EXERCISES TO COMPLETE |
**1)** Answer each question from the report on the Lake County Grading case, one per line, marked (a), (b) and (c):
(a) From which appellate district does the case come to the Illinois Supreme Court?
(b) What did the general contractor provide, as required by the Public Construction Bond Act?
(c) Under the quoted statute, public work must cost more than what amount before a bond is required?
**2)** Continue the report on the Lake County Grading case with the next part, starting right after its last sentence.

== EXCERPT TO READ ==

Our reports on the oral arguments from the May term of the Illinois Supreme Court continue with Lake County Grading Company, LLC v. The Village of Antioch. Lake County – which comes to the Court from the Second District – poses the question of whether subcontractors can look to local governments for payment when the general contractor on a public works project goes bankrupt. Our detailed look at the facts and lower court holdings in Lake County is here.

Lake County revolves around building projects in two residential subdivisions. The general contractor provided surety bonds based on the cost of the improvements, as required by the Public Construction Bond Act:

[Any political subdivision of the State] . . . in making contracts for public work of any kind costing over $50,000 to be performed for . . . any political subdivision thereof, shall require every contractor for the work to furnish, supply and deliver a bond to . . . the political subdivision thereof entering into the contract, as the case may be, with good and sufficient sureties. The amount of the bond shall be fixed . . . and the bond, among other conditions, shall be conditioned for the completion of the contract, for the payment of material used in the work and for all labor performed in the work, whether by subcontractor or otherwise .l . .

===
== SOURCE MATERIAL ==

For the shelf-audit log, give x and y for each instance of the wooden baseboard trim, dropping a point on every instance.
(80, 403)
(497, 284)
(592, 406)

===

TASK-BY-TASK RESULTS |
**1)**
(a) The Second District.
(b) Surety bonds based on the cost of the improvements.
(c) $50,000.

**2)**
Each such bond is deemed to contain the following provisions whether such provisions are inserted in such bond or not:  “The principal and sureties on this bond agree that all the . . . terms, conditions and agreements of the contract or contracts entered into between the principal and . . . any political subdivision . . . will be performed and fulfilled and to pay all persons, firms and corporations having contracts with the principal or with subcontractors, all just claims due them under the provisions of such contracts for labor performed or materials furnished in the performance of the contract on account of which this bond is given, when such claims are not satisfied out of the contract price of the contract on account of which this bond is given . . .

The GC provided the Village with bonds, but they were performance bonds only: they said nothing about payment.

Even after the GC stopped work on the project (ultimately it declared bankruptcy), the subcontractor delayed sending out lien notices, hoping to protect its working relationship with the GC. More than 180 days after its last completed work, it finally got the liens filed. Sometime later, it sued the Village. Lake County came to the Court on two counts of the sub’s complaint – for third party beneficiary breach of contract, based on the Village’s failure to require payment bonds from the GC.

One of the central questions in Lake County turns on whether the language above automatically incorporates a payment obligation into bonds provided pursuant to the Act whether or not it’s stated.  If so, then the sub had a remedy under the Act, and since it waited more than 180 days to file its lien, its claim against the Village is barred. The Second District affirmed judgment for the sub on different grounds, holding that language in the basic contract between the GC and the Village empowering the GC to hire subcontractors was sufficient to make the sub a third-party beneficiary of the contract with standing to sue for breach.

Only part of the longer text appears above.